■ Exercise task A: Transcribe the essay on the fate of the lost, beginning at the words "The notion that" and stopping after "what justice demands.".
■ Exercise task B: According to the essay on the fate of the lost, why did Christians in the early centuries of the church turn to human intermediaries such as Mary and the saints? Answer in one to three sentences.
====== Provided passage
The Fate of the Lost
Alan Marshall – July 2004
(You can also download this, if you prefer, as a Word 97/2000 document.)
Jesus suffered, as a man, the punishment due to men. If the punishment due to sinful men is greater than what Jesus suffered, then either Jesus’ suffering was insufficient, or God is not truly just.
The notion that the lost will suffer endlessly is a distortion of Jesus’ teaching. Endless, conscious, suffering means infinite suffering, and even the best of bible teachers struggle to explain how a just God could treat finite beings that way. The point of view put forward in this essay is that while the state of the lost may, in a sense, be an endless one, the conscious suffering involved is limited to what justice demands.
Before we get into the heart of the essay, I would like to make some brief comments about the word “hell” and the meaning which has been placed upon it. The Old English word “hell” is in fact derived from pagan Norse mythology. It is inaccurately used in our bibles to translate the Aramaic place name Gehenna (referring to the Kidron Valley outside Jerusalem), and the Greek word Hades, which refers to the realm of the dead. In the Septuagint (Greek) old testament, Hades is used to translate a Hebrew term meaning “the grave”. It is the place where both the godly and the ungodly go when they die.
It seems to me that during the early centuries of the church, these terms began to be used interchangeably in reference to the developing concept of the unlimited suffering of the lost in the age to come. This led to a concept of God that was so terrifying that Christians sought comfort in human intermediaries such as Mary and the saints. As the church drifted ever deeper into spiritual darkness, the experience of a personal relationship with a loving God was almost totally lost.
In the movement known as the Reformation, Luther and others struggled to release the Christian world from this darkness, but even now, ghosts of that period haunt today’s churches. I am a member of an evangelical church, so the comments that follow, while challenging, are meant to be constructive. Based on my observation of modern evangelicals, I put the view that their concept of “hell” is so horrific and monstrous that, for all practical purposes, it is hypothetical and not part of their reality. They are taught that such a place exists, and then immediately told that because Christ has redeemed us, we need not give it another thought. I find it curious that evangelicals cannot tolerate any thought of this fate for themselves, yet they uncritically believe this is the fate of all those around them.
The Apostle Paul did not think like this. He speaks of the fate of the lost in terms of death and destruction, with some suffering also involved, but there is no reference to infinite or endless suffering in his writings. Unlike modern evangelicals, he could emotionally deal with the possibility of being lost himself. He says:
For I could wish that I myself were accursed from Christ for my brethren, my countrymen, according to the flesh, who are Israelites … (Romans 9:3)
============
====== Raw data
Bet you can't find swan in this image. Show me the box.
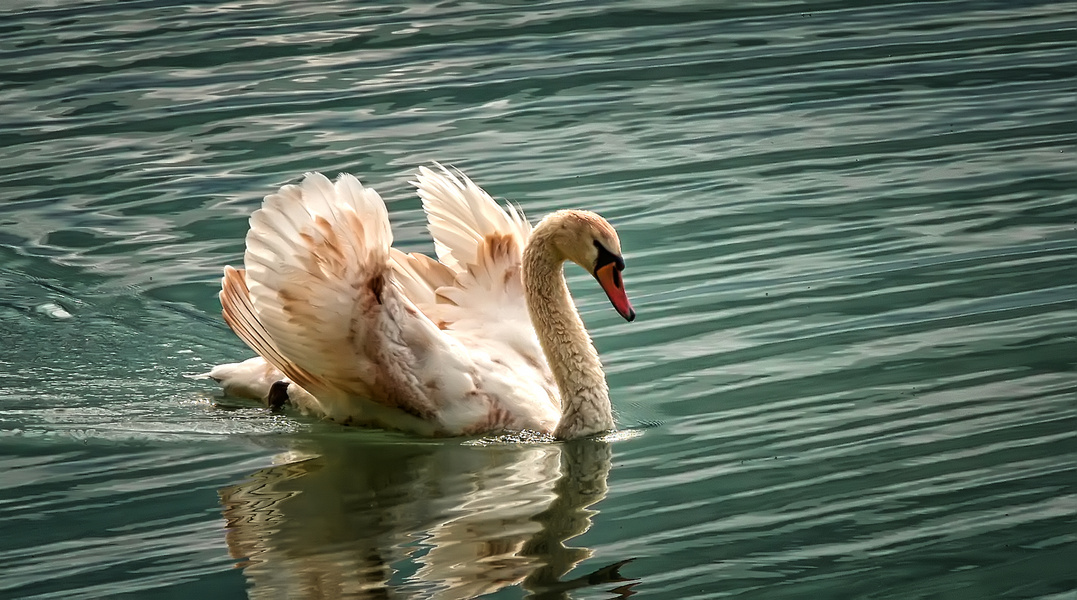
============
■ Written response A:
The notion that the lost will suffer endlessly is a distortion of Jesus’ teaching. Endless, conscious, suffering means infinite suffering, and even the best of bible teachers struggle to explain how a just God could treat finite beings that way. The point of view put forward in this essay is that while the state of the lost may, in a sense, be an endless one, the conscious suffering involved is limited to what justice demands.

■ Written response B: The essay says that the terms Gehenna and Hades came to be used interchangeably for the developing idea of unlimited suffering of the lost in the age to come. That idea produced a concept of God so terrifying that Christians sought comfort in intermediaries such as Mary and the saints.